[Required work]
Copy every entry exactly.

(Excerpts of location labeling data)

- - -

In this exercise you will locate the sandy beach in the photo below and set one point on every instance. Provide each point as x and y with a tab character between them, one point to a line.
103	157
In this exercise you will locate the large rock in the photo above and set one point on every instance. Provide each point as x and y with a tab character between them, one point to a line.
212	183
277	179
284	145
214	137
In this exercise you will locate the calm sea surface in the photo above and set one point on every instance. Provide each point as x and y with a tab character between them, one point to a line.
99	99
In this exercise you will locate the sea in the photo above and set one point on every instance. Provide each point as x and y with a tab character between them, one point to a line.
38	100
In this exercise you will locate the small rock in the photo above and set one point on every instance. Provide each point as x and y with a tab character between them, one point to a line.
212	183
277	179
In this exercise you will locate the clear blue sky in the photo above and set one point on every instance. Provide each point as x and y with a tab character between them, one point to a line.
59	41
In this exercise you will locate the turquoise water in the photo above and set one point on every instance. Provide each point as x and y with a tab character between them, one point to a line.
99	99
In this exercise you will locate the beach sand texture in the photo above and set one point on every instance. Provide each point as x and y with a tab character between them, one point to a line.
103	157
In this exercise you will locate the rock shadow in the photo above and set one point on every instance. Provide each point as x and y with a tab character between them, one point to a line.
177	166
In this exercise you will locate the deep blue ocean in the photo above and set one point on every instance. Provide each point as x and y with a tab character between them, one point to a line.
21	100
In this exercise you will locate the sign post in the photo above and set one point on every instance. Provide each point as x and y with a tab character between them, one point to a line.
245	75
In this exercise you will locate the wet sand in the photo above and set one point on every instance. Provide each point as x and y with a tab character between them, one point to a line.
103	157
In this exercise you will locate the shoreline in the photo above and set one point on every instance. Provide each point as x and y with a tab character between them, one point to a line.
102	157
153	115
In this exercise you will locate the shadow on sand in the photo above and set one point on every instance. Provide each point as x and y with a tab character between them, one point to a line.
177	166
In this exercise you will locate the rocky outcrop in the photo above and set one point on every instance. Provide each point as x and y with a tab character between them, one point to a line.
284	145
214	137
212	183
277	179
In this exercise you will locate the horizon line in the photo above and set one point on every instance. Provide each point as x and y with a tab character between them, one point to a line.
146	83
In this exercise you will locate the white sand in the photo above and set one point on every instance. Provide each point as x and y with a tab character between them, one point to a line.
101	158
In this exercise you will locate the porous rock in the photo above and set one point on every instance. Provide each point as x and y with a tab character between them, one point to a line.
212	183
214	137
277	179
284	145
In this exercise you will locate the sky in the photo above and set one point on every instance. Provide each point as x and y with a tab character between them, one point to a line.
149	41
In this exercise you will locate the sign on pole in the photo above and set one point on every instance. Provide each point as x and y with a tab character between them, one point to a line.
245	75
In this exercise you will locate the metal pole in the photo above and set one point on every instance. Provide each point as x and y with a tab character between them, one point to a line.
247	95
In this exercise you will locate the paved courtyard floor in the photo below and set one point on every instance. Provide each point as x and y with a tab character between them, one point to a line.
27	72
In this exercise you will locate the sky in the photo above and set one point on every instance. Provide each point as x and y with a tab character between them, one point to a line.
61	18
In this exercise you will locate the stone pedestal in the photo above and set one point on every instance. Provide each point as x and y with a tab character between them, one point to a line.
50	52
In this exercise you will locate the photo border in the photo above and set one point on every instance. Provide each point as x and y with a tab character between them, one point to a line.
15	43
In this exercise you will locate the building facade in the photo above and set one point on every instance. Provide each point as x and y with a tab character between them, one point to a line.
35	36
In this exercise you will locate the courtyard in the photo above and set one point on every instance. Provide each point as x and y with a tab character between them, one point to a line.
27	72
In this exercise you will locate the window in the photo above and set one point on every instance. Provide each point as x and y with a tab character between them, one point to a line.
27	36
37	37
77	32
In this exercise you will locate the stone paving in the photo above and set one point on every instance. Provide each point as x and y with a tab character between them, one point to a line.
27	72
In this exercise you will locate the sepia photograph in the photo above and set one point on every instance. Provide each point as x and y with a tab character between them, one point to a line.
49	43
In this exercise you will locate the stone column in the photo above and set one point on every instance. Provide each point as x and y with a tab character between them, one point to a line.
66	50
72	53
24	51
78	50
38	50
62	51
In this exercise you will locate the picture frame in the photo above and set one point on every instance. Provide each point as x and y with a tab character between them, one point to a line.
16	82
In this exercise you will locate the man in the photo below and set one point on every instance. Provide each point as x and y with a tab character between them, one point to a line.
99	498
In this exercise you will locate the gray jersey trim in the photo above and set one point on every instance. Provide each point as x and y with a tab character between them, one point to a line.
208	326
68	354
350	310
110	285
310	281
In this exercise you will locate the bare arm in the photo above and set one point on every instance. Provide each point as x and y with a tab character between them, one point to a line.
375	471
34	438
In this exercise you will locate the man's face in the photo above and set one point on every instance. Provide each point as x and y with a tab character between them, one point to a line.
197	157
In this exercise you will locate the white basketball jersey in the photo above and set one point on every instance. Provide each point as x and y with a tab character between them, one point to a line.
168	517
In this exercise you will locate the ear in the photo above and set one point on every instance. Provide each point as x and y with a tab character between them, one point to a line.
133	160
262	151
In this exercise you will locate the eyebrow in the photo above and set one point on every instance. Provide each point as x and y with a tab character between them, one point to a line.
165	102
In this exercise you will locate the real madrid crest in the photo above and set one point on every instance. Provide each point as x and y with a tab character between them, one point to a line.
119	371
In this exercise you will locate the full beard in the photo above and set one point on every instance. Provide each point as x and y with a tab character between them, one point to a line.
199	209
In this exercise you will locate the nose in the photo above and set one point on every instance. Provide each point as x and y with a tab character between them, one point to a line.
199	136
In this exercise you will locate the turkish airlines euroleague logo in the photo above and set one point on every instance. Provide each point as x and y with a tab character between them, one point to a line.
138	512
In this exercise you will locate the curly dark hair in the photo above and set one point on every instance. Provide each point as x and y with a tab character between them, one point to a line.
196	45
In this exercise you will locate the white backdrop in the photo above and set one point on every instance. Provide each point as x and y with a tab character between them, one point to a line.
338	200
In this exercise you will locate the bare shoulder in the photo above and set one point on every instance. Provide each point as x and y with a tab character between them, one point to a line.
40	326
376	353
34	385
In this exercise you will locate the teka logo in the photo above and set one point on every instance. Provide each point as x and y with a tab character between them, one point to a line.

- - -

[Exercise solution]
In this exercise you will locate the sandy beach in the photo below and set one point on every instance. Provide each point as x and y with a tab character between them, one point to a line.
103	157
In this exercise you will locate the large rock in the photo above and set one point on every instance. Provide each point as x and y with a tab character between them, one point to a line.
212	183
277	179
284	145
214	137
In this exercise you will locate the calm sea surface in the photo above and set one point on every instance. Provide each point as x and y with a tab character between them, one point to a line.
99	99
In this exercise you will locate the sea in the photo above and set one point on every instance. Provide each point as x and y with a tab character between them, one point to a line.
38	100
In this exercise you will locate the small rock in the photo above and set one point on every instance. Provide each point as x and y with a tab character between them, one point to a line.
212	183
277	179
In this exercise you will locate the clear blue sky in the photo above and set one point on every instance. Provide each point as x and y with a tab character between them, one point to a line.
59	41
In this exercise you will locate the turquoise water in the photo above and set one point on every instance. Provide each point as x and y with a tab character between them, one point to a line.
99	99
In this exercise you will locate the beach sand texture in the photo above and set one point on every instance. Provide each point as x and y with a tab character between them, one point to a line.
103	157
In this exercise you will locate the rock shadow in the photo above and set one point on every instance. Provide each point as x and y with a tab character between them, one point to a line.
177	166
In this exercise you will locate the deep blue ocean in the photo above and set one point on every instance. Provide each point as x and y with a tab character between them, one point to a line.
21	100
In this exercise you will locate the sign post in the photo above and set one point on every instance. Provide each point as x and y with a tab character between them, one point to a line.
245	75
In this exercise you will locate the wet sand in the photo above and set one point on every instance. Provide each point as x and y with a tab character between them, one point to a line.
103	157
In this exercise you will locate the shoreline in the photo above and set one point on every instance. Provide each point as x and y with a tab character between them, one point to a line.
102	157
153	115
In this exercise you will locate the shadow on sand in the photo above and set one point on every instance. Provide each point as x and y with a tab character between them, one point to a line.
177	166
In this exercise you will locate the rocky outcrop in the photo above and set one point on every instance. Provide each point as x and y with a tab character between them, one point to a line.
284	145
214	137
212	183
277	179
In this exercise you will locate the horizon line in the photo above and set one point on every instance. Provide each point as x and y with a tab character between them, one point to a line.
146	83
In this exercise you will locate the white sand in the photo above and set one point on every instance. Provide each point as x and y with a tab character between them, one point to a line.
101	158
In this exercise you will locate the porous rock in the photo above and set one point on every instance. Provide each point as x and y with a tab character between them, one point to a line.
212	183
214	137
277	179
284	145
In this exercise you will locate the sky in the photo above and set one point on every instance. Provide each point as x and y with a tab character between them, one point to a line.
149	41
In this exercise you will locate the sign on pole in the photo above and set one point on every instance. Provide each point as x and y with a tab character between them, one point to a line.
245	75
In this exercise you will locate the metal pole in the photo above and set one point on every instance. Provide each point as x and y with a tab character between them, one point to a line.
247	95
In this exercise you will locate the paved courtyard floor in the photo below and set one point on every instance. Provide each point as x and y with a tab character between them, one point to a line.
27	72
In this exercise you will locate the sky in the photo above and set one point on every instance. Provide each point as x and y with a tab character between them, one point to a line.
61	18
In this exercise you will locate the stone pedestal in the photo above and set one point on every instance. Provide each point as x and y with a tab character between them, one point to a line.
50	52
In this exercise you will locate the photo border in the photo above and set one point on every instance. Provide each point as x and y with a tab character between them, one point to a line.
15	43
In this exercise you will locate the building facade in the photo above and set one point on every instance. Provide each point as x and y with a tab character between them, one point to a line.
35	36
In this exercise you will locate the courtyard in the photo above and set one point on every instance. Provide each point as x and y with a tab character between them, one point to a line.
27	72
In this exercise you will locate the window in the photo above and set one point on every instance. Provide each point as x and y with a tab character between them, one point to a line.
27	36
37	37
77	32
In this exercise you will locate the stone paving in the photo above and set one point on every instance. Provide each point as x and y with a tab character between them, one point to a line.
27	72
In this exercise you will locate the sepia photograph in the photo above and set one point on every instance. Provide each point as x and y with a tab character between them, one point to a line.
49	43
In this exercise you will locate the stone column in the photo above and set one point on every instance. Provide each point as x and y with a tab character between them, one point to a line.
66	50
72	53
24	51
78	50
38	50
62	51
In this exercise you will locate the picture frame in the photo above and set one point on every instance. Provide each point as x and y with a tab character between them, one point to a line.
16	82
In this exercise you will locate the man in the photo below and set one point on every instance. Provide each point as x and y with a tab character between them, one point to a line.
99	498
In this exercise you will locate the gray jersey trim in the photo above and set one point on every instance. Provide each point as x and y with a tab character between them, one point to a line.
208	326
68	354
350	310
110	285
310	281
In this exercise you will locate the bare arm in the photo above and set one point on every instance. Provide each point as x and y with a tab character between them, one point to a line.
375	471
34	438
In this exercise you will locate the man's face in the photo above and set one point on every instance. Provide each point as x and y with a tab character between them, one point to a line.
197	157
In this exercise you will locate the white basketball jersey in the photo above and set one point on every instance. Provide each point as x and y with a tab character between them, one point to a line.
168	517
In this exercise you will locate the ear in the photo above and set one point on every instance. Provide each point as x and y with a tab character between them, one point to a line.
133	160
262	151
In this exercise you will locate the eyebrow in the photo above and set one point on every instance. Provide each point as x and y with a tab character between them, one point to a line.
165	102
In this exercise you will locate the real madrid crest in the photo above and set one point on every instance. Provide each point as x and y with a tab character between them, one point to a line.
119	371
In this exercise you will locate the full beard in the photo above and set one point on every instance. Provide each point as x and y with a tab character between them, one point to a line.
199	209
In this exercise you will locate the nose in the photo above and set one point on every instance. Provide each point as x and y with a tab character between them, one point to a line.
199	136
In this exercise you will locate the turkish airlines euroleague logo in the photo above and set one point on every instance. Provide each point as x and y with a tab character between them, one point to a line.
138	512
In this exercise you will locate the curly dark hair in the photo above and set one point on every instance. Provide each point as x and y with a tab character between them, one point to a line.
196	45
In this exercise you will locate the white backdrop in the photo above and set one point on every instance. Provide each point as x and y with a tab character between them, one point to a line.
338	200
In this exercise you will locate the bare shoulder in the photo above and set one point on every instance. Provide each point as x and y with a tab character between them, one point to a line.
40	326
376	353
34	385
In this exercise you will locate the teka logo in the photo above and set one point on every instance. Provide each point as x and y with a tab character between them, one point to a line.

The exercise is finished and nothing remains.